When I got to Microsoft my first question was why they had acquired us. I mean, this technology did not remotely make money so why would a major corporation have any interest in it? The answer I got back was this: “Bill Gates thinks one day television will be software.” Software? All of it? OK, I thought some of it would be software but all of it? Oh well, I am getting paid to work on something I absolutely loved so why question it.
While video was struggling to establish roots on the Internet, audio revolution there was in full swing at that time. Not as a streaming solution but for downloading and exchanging music. Any music file could be downloaded in MP3 and play it in a few minutes on your PC. Most everyone thinks the key enabler for this was the MP3 codec. But in reality it was another unsung hero. MP3 codec just like its MPEG-2 video counterpart was designed for implementation in hardware. With no hardware at the time to play it, no one was going to use it to make this transformation occur.
Music compression works in “frequency domain” meaning we take the audio samples in time and decompose them into fundamental frequency bands that represent it. Using psychoacoustics science we take out data which has minimal impact on audibility. This is the lossy portion of compression. There is a lossless step then that compresses these so called “frequency coefficients” into a compact “bit stream.” To play the file, the losslessly compressed bit stream is expanded followed by conversion back to time domain, i.e. PCM audio samples ready to play. No, there is no exam and you don’t have to understand this detail. The key to note is that a lot of mathematical operations are required. This is why I mentioned the original expectation of the standard being a hardware implementation.
Something changed unexpectedly. Computers, namely their CPUs suddenly become fast enough to decode MP3 at 128 Kbps. The moment this happened, we had millions of computers becoming music players. Without this having happened, there would have been no Napster, and quite possibly no iPod, or iPhone!!!
The hardware version of MP3 did play a pivotal role. In 1998 Diamond Multimedia which was a major supplier of computer graphics cards, decided to build a portable music player around MP3 codec. It used flash memory so could only hold about a dozen tracks of music (32 Megabytes). At the heart of the player was a piece of silicon from a German company by the name of Micronas. The chip was actually developed for deployment of European digital FM broadcasting. It was repurposed by Diamond Multimedia to decode MP3s from flash memory. And with this development, a new category of consumer electronics was born: the small portable music player.
Both Micronos and Diamond disappeared from the scene due to competition. One of them was a little-known start up called Portal Player. They had built a programmable single chip music player. We worked with them while I was at Microsoft to implement our WMA audio codec on their chip. These programmable parts could handle multiple codecs and hence our work with them to add that functionality in addition to MP3.

### PROVIDED DATA
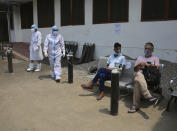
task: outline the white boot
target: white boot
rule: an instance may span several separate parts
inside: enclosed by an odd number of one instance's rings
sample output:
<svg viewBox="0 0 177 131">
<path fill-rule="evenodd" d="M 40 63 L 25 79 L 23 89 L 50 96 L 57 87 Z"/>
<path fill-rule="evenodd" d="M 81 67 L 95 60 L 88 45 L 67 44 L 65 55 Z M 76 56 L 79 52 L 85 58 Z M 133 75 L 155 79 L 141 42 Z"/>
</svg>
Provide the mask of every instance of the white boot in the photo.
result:
<svg viewBox="0 0 177 131">
<path fill-rule="evenodd" d="M 57 75 L 57 76 L 55 77 L 55 81 L 56 81 L 56 82 L 60 82 L 60 76 Z"/>
<path fill-rule="evenodd" d="M 37 64 L 37 67 L 36 67 L 36 70 L 35 70 L 35 72 L 39 72 L 39 71 L 41 71 L 41 63 Z"/>
<path fill-rule="evenodd" d="M 34 70 L 34 63 L 30 63 L 28 69 L 26 70 L 27 72 L 33 71 Z"/>
</svg>

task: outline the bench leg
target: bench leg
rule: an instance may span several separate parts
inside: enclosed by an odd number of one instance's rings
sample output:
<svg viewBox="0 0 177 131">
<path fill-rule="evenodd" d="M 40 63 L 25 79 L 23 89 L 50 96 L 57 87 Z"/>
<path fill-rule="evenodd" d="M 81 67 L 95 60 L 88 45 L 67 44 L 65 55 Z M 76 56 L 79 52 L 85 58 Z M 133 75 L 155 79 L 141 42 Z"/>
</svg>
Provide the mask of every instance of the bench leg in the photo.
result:
<svg viewBox="0 0 177 131">
<path fill-rule="evenodd" d="M 170 110 L 170 103 L 171 103 L 171 101 L 173 100 L 173 98 L 174 98 L 174 96 L 171 96 L 170 100 L 168 101 L 166 111 L 169 111 L 169 110 Z"/>
</svg>

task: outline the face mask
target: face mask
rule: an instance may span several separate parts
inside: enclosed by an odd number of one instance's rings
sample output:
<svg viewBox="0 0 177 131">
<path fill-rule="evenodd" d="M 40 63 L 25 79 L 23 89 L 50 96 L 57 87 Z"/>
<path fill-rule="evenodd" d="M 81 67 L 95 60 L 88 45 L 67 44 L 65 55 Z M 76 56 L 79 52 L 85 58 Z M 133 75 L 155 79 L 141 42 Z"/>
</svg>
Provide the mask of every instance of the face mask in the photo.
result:
<svg viewBox="0 0 177 131">
<path fill-rule="evenodd" d="M 33 32 L 35 32 L 35 29 L 34 29 L 34 28 L 32 28 L 32 29 L 31 29 L 31 32 L 32 32 L 32 33 L 33 33 Z"/>
<path fill-rule="evenodd" d="M 152 56 L 152 51 L 146 49 L 146 50 L 144 50 L 144 54 L 145 54 L 146 57 L 150 57 L 150 56 Z"/>
<path fill-rule="evenodd" d="M 53 31 L 52 33 L 54 36 L 57 36 L 58 35 L 58 31 Z"/>
</svg>

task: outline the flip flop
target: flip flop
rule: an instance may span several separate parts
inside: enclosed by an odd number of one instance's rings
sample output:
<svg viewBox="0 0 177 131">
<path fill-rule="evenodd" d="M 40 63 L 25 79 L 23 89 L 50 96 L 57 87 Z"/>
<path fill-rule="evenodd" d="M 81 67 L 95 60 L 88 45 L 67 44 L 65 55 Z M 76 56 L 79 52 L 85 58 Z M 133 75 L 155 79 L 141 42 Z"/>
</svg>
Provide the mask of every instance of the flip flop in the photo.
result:
<svg viewBox="0 0 177 131">
<path fill-rule="evenodd" d="M 83 89 L 93 89 L 93 87 L 88 87 L 88 86 L 86 86 L 85 84 L 82 84 L 81 87 L 82 87 Z"/>
<path fill-rule="evenodd" d="M 134 106 L 130 107 L 130 110 L 128 111 L 128 113 L 135 113 L 139 110 L 139 108 L 135 108 Z"/>
<path fill-rule="evenodd" d="M 104 97 L 104 96 L 98 96 L 98 97 L 96 98 L 96 100 L 99 101 L 99 100 L 101 100 L 103 97 Z"/>
<path fill-rule="evenodd" d="M 147 100 L 150 101 L 150 102 L 153 102 L 153 101 L 157 100 L 157 98 L 154 97 L 154 96 L 152 96 L 152 97 L 150 97 L 150 98 L 147 98 Z"/>
</svg>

### STATED PROBLEM 1
In the passage about MP3, what was the Micronas chip first developed for?
### STATED PROBLEM 2
Carry the passage about MP3 forward from its last sentence.
The records are separate material from the passage about MP3.

### TASK RESULT 1
It was developed for European digital FM broadcasting.

### TASK RESULT 2
Another unsung hero was small hard disks being produced at the time by companies such as IBM, Hitachi and Toshiba. These were much smaller and lighter than laptop drivers. Unfortunately the capacity was also sharply reduced which heavily limited their application. They were on the way out before a remarkable thing happened. Apple chose to build a portable music player by combining the Portal Player chip and the smallest of these drives from Toshiba. Translation? Apple iPod was born in 2001 and with a massive marketing budget became an overnight success.
A key aspect of Apple’s success was an exclusive on the Toshiba drive. No one else was making those drives in such small form factor and as a result, apple succeeded to keep competitors at bay quite effectively. This is not to undermine all the great things that Apple did in user interface and industry design. Without that exclusive use of the Toshiba drive, it is entirely possible that other competitors could have caught up with Apple much as they have done with Android phones and tablets.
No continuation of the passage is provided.